Background and aims
Although methadone maintenance therapy is the standard of care for opioid‐dependent pregnant women, there exists controversy over the benefits and side effects of treatment to the neonate. Our aim was to document predictors of neonatal outcomes within an opioid‐using population, with particular reference to methadone treatment in the context of continued heroin use.

Methods
Analysis was performed on a cohort of 183 opioid‐using pregnant women seen by the Sydney South West Area Health Service between 2004 and 2007 and between 2009 and 2011. Neonatal outcomes were analysed according to maternal opioid use: methadone only, methadone and heroin, or heroin only. Logistic regression was used to examine independent predictors of neonatal outcomes.

Results
No difference in the frequency of low birth weight neonates or the rate of prematurity was found between the methadone‐only, methadone‐and‐heroin and heroin‐only groups (P = 0.30; P = 0.42). Methadone treatment was not found to increase the treatment requirement for neonatal abstinence syndrome compared with those using heroin only (P = 0.91). Women using methadone only were more likely to retain custody of their child at hospital discharge than women using methadone and heroin and heroin only (80.4, 59.0, 40.0%; P < 0.001). Conclusions Methadone treatment was beneficial in predicting the discharge custody status of the neonate. Engagement with antenatal care was found to reduce the likelihood of preterm birth and to be independently associated with the neonate being discharged in the care of the mother. Women who continue to use heroin should not be denied methadone treatment for fear of worse neonatal outcomes.

━━━━━━━━

=== About this exercise ===
Print the part of the methadone study summary from "Background and aims" to "continued heroin use." word for word. You do not need the material that comes next.

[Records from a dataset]
━━━━━━━━

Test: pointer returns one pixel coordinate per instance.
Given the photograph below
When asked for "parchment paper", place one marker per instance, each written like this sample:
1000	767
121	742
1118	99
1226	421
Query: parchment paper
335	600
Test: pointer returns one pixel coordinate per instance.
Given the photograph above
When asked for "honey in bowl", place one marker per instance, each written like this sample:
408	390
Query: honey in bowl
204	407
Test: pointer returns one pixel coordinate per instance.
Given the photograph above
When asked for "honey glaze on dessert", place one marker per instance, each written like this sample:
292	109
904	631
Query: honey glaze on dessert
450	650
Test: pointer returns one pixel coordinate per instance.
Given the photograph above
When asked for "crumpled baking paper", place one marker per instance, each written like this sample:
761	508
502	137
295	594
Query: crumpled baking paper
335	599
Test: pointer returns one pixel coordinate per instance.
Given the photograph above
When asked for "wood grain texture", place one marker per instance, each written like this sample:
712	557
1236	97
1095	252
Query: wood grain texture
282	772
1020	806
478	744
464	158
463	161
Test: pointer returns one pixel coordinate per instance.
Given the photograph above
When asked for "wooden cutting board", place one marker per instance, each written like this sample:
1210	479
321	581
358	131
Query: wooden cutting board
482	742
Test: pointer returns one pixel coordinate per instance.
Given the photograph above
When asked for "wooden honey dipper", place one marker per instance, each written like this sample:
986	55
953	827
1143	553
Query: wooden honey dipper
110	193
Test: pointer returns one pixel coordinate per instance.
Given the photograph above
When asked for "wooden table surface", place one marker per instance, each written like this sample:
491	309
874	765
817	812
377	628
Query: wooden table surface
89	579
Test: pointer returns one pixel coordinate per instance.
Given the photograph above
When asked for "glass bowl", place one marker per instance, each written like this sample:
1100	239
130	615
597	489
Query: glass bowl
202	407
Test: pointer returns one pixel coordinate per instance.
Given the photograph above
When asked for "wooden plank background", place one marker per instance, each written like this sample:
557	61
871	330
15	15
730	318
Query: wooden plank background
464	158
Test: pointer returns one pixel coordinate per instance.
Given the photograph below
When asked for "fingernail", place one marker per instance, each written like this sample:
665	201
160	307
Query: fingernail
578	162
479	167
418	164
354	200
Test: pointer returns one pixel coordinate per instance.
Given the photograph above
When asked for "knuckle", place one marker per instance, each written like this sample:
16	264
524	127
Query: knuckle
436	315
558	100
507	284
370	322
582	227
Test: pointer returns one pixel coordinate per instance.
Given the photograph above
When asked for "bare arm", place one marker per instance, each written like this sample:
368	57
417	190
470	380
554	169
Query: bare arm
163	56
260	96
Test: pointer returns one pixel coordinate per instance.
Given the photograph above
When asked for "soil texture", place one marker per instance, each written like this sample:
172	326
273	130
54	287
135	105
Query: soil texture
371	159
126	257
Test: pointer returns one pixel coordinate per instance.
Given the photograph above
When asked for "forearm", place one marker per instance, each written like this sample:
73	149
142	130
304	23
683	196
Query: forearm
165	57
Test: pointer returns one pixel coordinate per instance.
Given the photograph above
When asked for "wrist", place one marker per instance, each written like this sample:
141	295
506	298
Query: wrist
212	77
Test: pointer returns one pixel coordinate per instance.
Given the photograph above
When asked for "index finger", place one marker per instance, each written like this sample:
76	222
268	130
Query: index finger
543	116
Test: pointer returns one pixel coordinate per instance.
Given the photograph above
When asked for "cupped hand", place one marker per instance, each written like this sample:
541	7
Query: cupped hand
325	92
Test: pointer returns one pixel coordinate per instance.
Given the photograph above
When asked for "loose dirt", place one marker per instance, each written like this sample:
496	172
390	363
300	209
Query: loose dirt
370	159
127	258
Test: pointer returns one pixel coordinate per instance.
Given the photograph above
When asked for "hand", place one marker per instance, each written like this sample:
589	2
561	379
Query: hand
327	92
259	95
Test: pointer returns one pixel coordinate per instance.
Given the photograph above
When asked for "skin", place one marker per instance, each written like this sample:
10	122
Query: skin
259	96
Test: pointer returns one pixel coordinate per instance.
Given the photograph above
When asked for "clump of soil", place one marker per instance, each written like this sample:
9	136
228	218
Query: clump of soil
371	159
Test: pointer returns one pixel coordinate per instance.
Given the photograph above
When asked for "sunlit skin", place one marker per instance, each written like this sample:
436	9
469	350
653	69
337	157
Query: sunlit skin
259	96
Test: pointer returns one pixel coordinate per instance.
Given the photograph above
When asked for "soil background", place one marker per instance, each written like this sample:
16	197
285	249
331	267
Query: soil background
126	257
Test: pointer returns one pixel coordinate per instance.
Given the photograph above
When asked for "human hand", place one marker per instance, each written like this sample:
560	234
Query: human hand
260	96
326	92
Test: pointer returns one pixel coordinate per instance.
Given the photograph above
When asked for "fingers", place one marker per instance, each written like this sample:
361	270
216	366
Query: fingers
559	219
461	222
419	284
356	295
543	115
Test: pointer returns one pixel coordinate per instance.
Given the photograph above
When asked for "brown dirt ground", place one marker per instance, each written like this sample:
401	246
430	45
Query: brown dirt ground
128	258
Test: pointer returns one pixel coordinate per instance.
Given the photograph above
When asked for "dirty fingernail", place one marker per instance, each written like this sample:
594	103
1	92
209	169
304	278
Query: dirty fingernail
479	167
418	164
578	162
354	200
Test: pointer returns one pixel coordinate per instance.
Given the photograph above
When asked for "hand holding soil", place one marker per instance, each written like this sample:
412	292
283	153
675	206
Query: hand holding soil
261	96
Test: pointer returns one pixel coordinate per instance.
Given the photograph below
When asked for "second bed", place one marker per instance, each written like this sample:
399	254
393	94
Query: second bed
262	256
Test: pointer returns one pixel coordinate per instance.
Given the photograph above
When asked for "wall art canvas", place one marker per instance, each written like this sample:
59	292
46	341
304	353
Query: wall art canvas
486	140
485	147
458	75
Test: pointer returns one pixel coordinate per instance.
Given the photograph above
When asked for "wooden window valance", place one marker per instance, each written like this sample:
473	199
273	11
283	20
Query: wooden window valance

━━━━━━━━

=== Exercise solution ===
Background and aims
Although methadone maintenance therapy is the standard of care for opioid‐dependent pregnant women, there exists controversy over the benefits and side effects of treatment to the neonate. Our aim was to document predictors of neonatal outcomes within an opioid‐using population, with particular reference to methadone treatment in the context of continued heroin use.